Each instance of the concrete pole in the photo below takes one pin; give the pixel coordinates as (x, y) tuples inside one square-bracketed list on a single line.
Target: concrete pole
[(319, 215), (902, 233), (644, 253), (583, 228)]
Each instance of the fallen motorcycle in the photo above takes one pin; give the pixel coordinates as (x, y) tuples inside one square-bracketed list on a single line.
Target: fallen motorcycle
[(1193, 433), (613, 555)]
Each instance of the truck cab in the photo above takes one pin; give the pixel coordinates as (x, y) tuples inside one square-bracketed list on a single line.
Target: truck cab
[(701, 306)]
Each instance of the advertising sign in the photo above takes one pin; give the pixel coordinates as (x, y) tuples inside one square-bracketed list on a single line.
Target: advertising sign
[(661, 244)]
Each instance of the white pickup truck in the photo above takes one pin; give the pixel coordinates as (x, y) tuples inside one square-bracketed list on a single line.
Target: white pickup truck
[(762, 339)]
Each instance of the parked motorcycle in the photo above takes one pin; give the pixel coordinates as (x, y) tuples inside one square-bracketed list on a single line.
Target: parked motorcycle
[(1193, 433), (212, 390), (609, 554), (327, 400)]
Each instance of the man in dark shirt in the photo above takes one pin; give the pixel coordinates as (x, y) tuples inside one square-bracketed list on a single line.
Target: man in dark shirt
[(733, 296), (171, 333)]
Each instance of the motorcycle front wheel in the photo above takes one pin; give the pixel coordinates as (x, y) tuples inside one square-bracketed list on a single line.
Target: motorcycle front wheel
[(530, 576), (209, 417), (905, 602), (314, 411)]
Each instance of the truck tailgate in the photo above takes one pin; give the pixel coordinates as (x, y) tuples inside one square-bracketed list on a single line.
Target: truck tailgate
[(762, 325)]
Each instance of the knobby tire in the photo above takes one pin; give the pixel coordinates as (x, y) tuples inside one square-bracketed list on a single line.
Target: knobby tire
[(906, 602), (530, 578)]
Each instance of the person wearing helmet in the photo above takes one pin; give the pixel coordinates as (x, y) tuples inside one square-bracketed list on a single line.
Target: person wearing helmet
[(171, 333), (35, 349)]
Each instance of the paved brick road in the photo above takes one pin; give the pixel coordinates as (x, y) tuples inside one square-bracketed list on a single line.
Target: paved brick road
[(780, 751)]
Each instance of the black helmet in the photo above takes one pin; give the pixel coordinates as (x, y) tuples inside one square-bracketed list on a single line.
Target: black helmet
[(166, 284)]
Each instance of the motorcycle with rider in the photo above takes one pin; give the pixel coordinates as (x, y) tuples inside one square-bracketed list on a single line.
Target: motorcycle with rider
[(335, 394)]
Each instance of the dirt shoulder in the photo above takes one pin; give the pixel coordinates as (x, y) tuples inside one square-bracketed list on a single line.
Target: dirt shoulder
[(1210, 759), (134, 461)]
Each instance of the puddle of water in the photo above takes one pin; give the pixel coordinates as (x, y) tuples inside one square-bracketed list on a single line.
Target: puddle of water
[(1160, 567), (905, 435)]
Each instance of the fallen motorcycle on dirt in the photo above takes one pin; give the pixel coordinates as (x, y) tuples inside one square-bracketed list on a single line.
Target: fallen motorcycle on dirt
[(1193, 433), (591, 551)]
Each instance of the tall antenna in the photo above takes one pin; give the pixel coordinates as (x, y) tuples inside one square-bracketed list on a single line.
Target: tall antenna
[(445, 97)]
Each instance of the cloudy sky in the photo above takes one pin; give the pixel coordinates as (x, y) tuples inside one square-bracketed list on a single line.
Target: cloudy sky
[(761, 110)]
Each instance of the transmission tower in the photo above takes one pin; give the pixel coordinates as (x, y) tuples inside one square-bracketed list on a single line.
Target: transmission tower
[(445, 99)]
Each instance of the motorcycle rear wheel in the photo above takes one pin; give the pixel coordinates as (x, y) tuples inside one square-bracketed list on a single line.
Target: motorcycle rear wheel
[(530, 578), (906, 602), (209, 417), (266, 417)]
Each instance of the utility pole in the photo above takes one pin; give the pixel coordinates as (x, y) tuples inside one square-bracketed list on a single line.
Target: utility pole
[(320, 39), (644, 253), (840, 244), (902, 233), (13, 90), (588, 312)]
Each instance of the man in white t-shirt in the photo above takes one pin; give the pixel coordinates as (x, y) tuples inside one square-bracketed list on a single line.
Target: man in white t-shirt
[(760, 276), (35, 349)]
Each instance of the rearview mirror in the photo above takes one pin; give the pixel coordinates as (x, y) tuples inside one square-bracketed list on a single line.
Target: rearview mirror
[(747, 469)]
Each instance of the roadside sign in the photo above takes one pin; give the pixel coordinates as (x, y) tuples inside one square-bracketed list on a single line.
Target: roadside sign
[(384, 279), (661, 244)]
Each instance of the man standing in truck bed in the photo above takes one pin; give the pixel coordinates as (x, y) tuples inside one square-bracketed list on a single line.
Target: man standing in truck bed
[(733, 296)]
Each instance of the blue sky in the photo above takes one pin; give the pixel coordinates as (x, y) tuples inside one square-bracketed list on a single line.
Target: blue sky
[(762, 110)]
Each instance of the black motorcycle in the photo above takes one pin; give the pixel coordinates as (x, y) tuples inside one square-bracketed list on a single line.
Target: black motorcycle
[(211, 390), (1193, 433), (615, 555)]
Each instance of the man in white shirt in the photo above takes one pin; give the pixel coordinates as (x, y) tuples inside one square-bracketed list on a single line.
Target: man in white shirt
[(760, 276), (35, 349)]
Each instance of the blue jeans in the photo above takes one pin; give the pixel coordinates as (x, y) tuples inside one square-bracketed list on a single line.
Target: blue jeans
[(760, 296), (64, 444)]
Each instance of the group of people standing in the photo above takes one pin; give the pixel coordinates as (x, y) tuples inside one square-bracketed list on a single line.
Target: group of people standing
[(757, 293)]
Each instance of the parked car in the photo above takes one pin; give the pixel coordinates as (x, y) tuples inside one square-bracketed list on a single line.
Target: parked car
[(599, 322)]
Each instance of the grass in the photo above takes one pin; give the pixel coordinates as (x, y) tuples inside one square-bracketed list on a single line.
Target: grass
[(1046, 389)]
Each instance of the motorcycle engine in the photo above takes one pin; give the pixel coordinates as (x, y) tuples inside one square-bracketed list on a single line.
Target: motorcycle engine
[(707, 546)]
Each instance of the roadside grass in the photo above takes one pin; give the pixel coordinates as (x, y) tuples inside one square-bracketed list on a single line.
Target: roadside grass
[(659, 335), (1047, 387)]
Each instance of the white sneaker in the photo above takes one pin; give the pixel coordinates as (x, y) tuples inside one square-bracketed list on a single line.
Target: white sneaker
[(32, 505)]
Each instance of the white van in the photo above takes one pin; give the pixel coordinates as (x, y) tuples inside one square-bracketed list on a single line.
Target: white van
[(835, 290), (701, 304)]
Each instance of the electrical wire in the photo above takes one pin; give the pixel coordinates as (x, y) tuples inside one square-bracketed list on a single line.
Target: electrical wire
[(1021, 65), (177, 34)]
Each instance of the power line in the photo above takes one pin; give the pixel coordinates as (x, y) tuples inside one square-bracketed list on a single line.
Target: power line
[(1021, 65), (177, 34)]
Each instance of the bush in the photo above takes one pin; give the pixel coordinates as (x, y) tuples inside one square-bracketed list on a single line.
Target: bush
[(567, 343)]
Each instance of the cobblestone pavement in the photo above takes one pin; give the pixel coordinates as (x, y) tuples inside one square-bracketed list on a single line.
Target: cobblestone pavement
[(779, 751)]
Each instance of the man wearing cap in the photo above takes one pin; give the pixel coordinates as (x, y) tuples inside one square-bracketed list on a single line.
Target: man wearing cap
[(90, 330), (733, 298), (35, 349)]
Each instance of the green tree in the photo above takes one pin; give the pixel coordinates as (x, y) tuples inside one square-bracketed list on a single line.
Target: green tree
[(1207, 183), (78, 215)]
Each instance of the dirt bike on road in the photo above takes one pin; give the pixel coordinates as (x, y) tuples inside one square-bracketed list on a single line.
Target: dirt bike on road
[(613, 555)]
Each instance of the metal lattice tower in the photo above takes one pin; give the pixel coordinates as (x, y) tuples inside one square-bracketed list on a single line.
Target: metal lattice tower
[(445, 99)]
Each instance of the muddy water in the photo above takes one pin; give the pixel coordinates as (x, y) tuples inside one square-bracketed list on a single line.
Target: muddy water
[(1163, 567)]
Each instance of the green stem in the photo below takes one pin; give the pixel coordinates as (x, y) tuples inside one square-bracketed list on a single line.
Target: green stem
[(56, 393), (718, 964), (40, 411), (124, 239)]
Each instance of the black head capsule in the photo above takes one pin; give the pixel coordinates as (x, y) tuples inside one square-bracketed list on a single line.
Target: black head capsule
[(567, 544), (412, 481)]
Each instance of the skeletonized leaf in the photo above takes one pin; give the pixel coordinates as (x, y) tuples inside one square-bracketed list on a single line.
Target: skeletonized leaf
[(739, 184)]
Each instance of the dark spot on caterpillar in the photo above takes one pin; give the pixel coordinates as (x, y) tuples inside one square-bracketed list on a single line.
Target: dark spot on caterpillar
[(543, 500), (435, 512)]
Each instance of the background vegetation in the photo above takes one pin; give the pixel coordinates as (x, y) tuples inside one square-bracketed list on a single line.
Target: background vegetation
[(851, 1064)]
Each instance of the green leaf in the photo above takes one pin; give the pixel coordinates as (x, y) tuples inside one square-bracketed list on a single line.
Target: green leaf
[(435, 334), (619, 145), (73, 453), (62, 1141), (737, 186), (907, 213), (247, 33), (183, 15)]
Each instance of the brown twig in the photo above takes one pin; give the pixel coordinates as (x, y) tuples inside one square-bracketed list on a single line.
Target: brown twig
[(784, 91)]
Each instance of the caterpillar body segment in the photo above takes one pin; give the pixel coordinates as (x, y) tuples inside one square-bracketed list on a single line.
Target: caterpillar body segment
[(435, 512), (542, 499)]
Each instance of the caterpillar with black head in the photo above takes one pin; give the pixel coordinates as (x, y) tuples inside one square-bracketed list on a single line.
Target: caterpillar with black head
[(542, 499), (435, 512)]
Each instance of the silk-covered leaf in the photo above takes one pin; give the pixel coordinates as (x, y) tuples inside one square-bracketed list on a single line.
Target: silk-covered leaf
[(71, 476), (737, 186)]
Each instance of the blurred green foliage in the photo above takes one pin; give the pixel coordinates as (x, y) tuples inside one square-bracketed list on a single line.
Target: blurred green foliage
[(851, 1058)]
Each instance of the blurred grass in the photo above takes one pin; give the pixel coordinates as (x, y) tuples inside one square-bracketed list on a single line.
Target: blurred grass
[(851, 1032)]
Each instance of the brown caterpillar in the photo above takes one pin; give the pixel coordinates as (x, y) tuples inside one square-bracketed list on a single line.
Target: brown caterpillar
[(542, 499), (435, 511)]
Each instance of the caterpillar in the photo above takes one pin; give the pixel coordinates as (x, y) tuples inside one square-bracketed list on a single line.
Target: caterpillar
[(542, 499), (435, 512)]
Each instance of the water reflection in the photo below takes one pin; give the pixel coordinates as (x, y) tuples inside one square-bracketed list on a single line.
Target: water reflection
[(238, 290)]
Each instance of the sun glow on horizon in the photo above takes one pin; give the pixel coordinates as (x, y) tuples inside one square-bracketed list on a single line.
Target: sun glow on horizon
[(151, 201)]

** Aim **
Convert the lines starting at the one containing "Each instance of the dirt shoulder" and ending at the one containing "[(1210, 759), (134, 461)]" into a JSON list of strings, with one string per line and blank lines omitted.

** Exercise solution **
[
  "Each instance of the dirt shoulder in the photo above takes one pin; give the pixel coordinates as (x, y) tuples inside one square-bracketed list on a single line.",
  "Target: dirt shoulder",
  "[(1210, 759), (134, 461)]"
]